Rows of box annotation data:
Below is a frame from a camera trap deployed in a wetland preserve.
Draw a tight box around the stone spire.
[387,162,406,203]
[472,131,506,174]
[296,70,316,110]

==

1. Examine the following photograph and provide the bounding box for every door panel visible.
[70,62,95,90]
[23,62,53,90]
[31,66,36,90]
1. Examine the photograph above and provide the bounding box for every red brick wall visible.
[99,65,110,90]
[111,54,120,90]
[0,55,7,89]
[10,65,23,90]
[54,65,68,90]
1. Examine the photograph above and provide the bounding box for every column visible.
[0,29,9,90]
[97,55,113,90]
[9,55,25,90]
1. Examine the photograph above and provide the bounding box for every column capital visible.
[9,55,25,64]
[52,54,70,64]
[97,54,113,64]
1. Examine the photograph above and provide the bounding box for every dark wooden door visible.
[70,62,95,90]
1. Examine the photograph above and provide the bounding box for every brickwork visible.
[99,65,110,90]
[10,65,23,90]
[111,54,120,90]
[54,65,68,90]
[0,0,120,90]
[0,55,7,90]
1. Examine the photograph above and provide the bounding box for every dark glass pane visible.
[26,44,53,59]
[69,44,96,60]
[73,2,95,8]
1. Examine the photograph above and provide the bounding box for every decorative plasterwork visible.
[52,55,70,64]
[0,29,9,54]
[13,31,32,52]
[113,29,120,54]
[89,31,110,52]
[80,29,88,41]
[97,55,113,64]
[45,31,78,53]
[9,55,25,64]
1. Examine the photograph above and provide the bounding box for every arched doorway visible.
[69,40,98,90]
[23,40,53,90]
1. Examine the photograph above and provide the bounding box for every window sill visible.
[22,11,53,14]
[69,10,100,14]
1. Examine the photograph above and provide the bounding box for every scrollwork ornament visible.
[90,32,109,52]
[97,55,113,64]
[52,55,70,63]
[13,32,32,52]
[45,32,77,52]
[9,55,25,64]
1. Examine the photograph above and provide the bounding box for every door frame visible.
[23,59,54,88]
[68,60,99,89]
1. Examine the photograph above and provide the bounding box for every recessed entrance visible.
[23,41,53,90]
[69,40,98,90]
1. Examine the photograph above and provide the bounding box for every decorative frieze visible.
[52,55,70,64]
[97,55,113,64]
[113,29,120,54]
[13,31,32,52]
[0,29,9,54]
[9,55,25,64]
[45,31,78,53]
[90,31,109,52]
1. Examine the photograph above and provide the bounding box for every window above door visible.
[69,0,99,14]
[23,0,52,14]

## TASK
Copy out the lines of the material above, starting with the line containing "Below is a frame" and ending with the line containing "[296,70,316,110]", inclusive.

## TASK RESULT
Below is a frame from a camera trap deployed in a wetland preserve.
Draw a tight box around the stone spire.
[387,162,406,203]
[472,131,506,174]
[296,70,316,110]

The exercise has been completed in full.